TASK GOAL
In three sentences, summarize the post on handling learning-time logs with AWS Kinesis.

SELECTED EXCERPT
--

Processing large streams of data records and ananylze with AWS Kinesis, AWS Athena

2022/01/09 12:48
#Video Log #AWS Kinesis #Streaming Data


Our service provides a learning management service for our users through logs of learning time. This log must be stacked every 30 seconds and most of the request in our service is this works. This is likely to make incidents due to many traffic and unfortunately, it happened last week. we scaled up a class of the instance and change the CGI configuration, but we should migrate this request to another place to resolve the root cause.
uwsgi[13273]: [pid: 13292|app: 0|req: 2826/352183] () {44 vars in 778 bytes} [Mon Jan 10 11:30:50 2022] POST /v1/video/player/kollus/notify => generated 0 bytes in 224 msecs (HTTP/1.1 200) 6 headers in 0 bytes (0 switches on core 0) uwsgi[13273]: Mon Jan 10 11:30:50 2022 - SIGPIPE: writing to a closed pipe/socket/fd (probably the client disconnected) on request /v1/video/player/kollus/notify (ip !!! Jan 13 06:15:24 ip-172-31-46-126 uwsgi[26570]: OSError: write error uwsgi_response_writev_headers_and_body_do(): Broken pipe [core/writer.c line 296] during GET / (
The problems are expected that the requests of log callback disconnect before the response. This makes an insufficient number of sockets to connect new requests.

AWS Kinesis

Definition : Amazon Kinesis makes it easy to collect, process, and analyze real-time, streaming data so you can get timely insights and react quickly to new information. Amazon Kinesis offers key capabilities to cost-effectively process streaming data at any scale, along with the flexibility to choose the tools that best suit the requirements of your application. With Amazon Kinesis, you can ingest real-time data such as video, audio, application logs, website clickstreams, and IoT telemetry data for machine learning, analytics, and other applications. Amazon Kinesis enables you to process and analyze data as it arrives and responds instantly instead of having to wait until all your data is collected before the processing can begin.
AWS kinesis help to process streaming data for us. But What is the streaming data? The mean of streaming data is continuously and sequentially generated by different sources. Such data should be processed incrementally using stream processing techniques without having access to all of the data. And According to the definition, the video learning data which should be logged in our services is also streaming data.
AWS kinesis consists of some kind of parts, I used Kinesis Data Streams and Kinesis Data Firehose

Kinesis Data Streams

Kinesis Data Streams helps to collect and process large streams of data records for us.

--

DATASET RECORDS

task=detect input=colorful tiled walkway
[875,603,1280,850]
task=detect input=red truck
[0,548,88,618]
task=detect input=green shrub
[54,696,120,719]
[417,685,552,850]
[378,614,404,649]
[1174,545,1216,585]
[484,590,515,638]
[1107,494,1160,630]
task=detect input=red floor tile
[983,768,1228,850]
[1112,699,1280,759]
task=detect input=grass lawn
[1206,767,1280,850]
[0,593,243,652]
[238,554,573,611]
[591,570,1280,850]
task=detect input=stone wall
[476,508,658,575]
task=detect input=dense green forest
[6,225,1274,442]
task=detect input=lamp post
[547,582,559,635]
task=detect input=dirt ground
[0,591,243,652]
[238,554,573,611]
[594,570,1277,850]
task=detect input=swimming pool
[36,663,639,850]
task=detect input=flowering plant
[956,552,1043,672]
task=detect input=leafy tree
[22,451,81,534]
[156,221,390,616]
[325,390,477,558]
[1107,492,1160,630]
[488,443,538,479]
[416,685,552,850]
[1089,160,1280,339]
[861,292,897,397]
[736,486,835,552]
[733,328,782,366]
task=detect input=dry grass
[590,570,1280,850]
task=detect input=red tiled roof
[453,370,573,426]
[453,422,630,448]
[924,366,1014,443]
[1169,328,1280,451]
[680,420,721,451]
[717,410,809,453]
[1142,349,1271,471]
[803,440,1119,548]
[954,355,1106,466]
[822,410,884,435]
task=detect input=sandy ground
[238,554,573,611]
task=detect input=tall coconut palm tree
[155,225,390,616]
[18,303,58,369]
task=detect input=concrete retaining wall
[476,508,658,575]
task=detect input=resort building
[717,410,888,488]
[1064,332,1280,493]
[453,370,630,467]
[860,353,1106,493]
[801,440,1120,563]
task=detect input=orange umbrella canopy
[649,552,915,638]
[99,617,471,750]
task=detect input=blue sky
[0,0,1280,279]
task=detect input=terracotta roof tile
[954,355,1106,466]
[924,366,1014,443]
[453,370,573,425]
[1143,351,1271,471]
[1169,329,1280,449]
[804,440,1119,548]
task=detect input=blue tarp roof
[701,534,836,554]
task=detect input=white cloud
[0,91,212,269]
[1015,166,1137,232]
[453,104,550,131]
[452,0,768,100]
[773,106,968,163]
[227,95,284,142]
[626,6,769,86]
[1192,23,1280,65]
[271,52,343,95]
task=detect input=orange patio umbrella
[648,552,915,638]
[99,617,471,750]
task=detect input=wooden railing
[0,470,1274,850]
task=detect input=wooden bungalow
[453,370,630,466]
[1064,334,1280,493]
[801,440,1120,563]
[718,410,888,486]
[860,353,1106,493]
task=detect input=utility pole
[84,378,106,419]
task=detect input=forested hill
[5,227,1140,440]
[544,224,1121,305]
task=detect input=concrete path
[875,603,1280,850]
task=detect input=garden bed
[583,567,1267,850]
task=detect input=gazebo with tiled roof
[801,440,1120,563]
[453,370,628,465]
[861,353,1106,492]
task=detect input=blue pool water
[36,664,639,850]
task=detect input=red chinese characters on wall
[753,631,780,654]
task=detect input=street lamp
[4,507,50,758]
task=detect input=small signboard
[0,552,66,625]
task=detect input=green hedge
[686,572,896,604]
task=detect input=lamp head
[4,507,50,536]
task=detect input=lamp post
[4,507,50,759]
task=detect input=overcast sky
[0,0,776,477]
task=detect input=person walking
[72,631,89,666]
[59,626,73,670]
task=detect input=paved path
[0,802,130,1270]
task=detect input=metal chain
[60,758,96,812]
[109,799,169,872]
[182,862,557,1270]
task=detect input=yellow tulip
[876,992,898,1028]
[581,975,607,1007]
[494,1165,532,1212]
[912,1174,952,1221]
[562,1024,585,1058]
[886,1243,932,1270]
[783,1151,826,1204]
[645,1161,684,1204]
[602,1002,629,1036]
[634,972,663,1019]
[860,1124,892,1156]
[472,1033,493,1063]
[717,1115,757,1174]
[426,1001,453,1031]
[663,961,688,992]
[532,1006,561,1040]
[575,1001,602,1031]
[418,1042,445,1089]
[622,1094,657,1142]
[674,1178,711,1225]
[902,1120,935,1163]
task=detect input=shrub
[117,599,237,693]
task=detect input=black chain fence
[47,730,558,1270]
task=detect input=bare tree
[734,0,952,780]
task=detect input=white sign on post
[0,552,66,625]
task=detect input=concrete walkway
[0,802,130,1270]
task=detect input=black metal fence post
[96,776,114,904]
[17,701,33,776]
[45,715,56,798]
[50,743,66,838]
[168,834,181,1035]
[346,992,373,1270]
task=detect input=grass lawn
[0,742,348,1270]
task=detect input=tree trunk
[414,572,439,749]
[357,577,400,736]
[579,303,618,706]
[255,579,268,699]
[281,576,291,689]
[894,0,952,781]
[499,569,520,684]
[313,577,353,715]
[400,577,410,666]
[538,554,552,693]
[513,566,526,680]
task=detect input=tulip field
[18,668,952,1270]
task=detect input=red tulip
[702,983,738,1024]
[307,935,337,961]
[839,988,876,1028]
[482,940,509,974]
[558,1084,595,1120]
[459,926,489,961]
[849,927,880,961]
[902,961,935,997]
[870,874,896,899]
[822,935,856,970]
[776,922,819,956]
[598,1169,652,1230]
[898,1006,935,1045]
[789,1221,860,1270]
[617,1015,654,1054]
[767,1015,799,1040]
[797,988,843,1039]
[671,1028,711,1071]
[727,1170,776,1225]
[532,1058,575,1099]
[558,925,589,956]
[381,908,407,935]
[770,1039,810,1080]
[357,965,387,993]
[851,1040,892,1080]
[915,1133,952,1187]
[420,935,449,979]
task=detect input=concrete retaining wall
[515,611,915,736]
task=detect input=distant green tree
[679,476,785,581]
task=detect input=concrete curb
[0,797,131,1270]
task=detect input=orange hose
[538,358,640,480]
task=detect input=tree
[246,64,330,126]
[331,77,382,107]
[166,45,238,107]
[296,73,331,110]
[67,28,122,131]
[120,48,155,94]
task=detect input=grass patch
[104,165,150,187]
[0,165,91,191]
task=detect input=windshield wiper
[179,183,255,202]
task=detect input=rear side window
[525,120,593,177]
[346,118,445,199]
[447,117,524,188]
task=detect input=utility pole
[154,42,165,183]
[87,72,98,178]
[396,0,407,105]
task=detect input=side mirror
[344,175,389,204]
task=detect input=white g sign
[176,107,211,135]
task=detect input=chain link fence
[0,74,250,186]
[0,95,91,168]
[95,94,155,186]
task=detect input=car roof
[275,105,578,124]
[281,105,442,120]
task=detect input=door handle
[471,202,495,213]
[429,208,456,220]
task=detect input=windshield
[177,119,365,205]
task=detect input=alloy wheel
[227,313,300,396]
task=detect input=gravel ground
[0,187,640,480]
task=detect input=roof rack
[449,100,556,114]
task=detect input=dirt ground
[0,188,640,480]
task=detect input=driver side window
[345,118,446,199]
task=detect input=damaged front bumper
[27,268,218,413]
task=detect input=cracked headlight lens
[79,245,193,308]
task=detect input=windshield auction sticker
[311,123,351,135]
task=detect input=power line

--

PROBLEM SOLUTION
A learning management service logs users' learning time every 30 seconds. These log requests make up most of its traffic and caused an incident last week, so the team scaled up the instance class and changed the CGI configuration while planning to move the requests elsewhere to fix the root cause. Log callback requests were expected to disconnect before getting a response, which left too few sockets for new requests, and the author turned to AWS Kinesis, which collects, processes, and analyzes real-time streaming data such as the video learning logs, using Kinesis Data Streams and Kinesis Data Firehose.